**Exercise prompt**
Let the output be exactly the lines from the one containing "Target phrase = benfica crest" through the end of the records below, both included.
• • • • • • •
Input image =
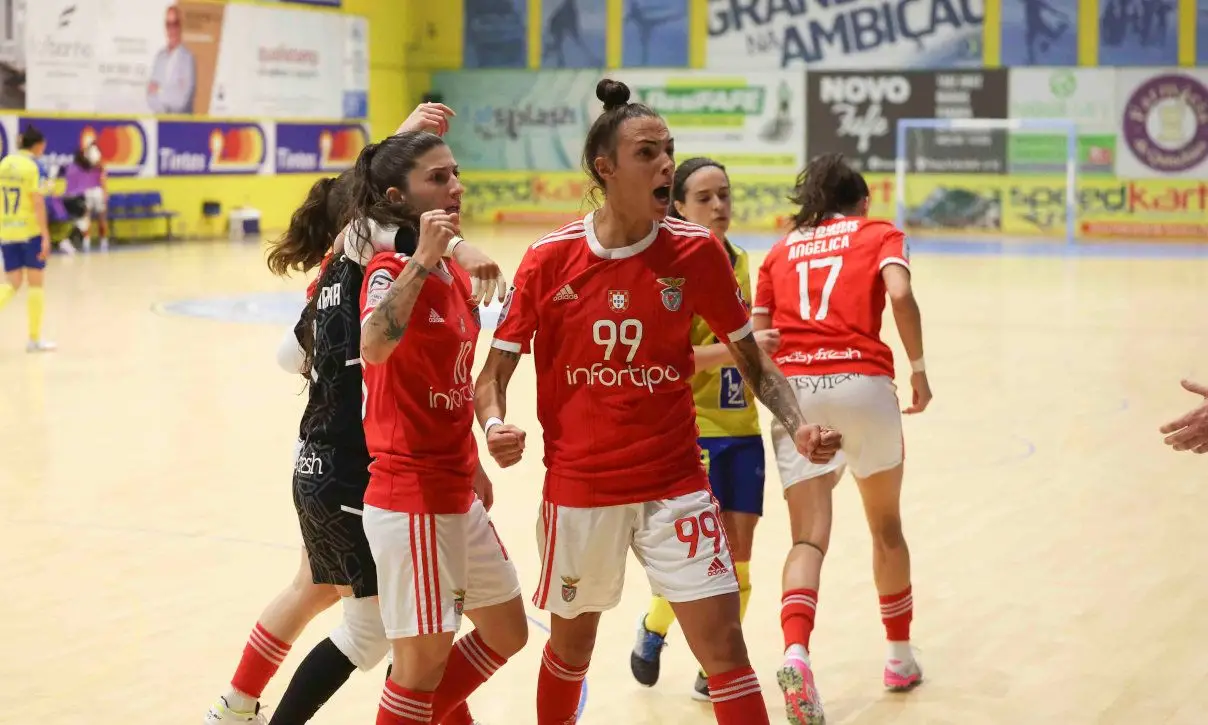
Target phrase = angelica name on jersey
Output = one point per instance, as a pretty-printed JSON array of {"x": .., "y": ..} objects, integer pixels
[
  {"x": 824, "y": 291},
  {"x": 332, "y": 412},
  {"x": 418, "y": 405},
  {"x": 610, "y": 332}
]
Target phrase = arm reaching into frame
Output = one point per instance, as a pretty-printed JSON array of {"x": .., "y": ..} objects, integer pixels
[
  {"x": 505, "y": 442},
  {"x": 770, "y": 386}
]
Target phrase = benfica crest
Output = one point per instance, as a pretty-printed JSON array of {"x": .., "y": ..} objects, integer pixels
[
  {"x": 672, "y": 294},
  {"x": 569, "y": 589},
  {"x": 617, "y": 301}
]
• • • • • • •
**Task result**
Target phrase = benfica crest
Output = one point per instance, as a pretty-printed JSON array of {"x": .., "y": ..} objects, integer pixels
[
  {"x": 672, "y": 294},
  {"x": 569, "y": 589},
  {"x": 617, "y": 301}
]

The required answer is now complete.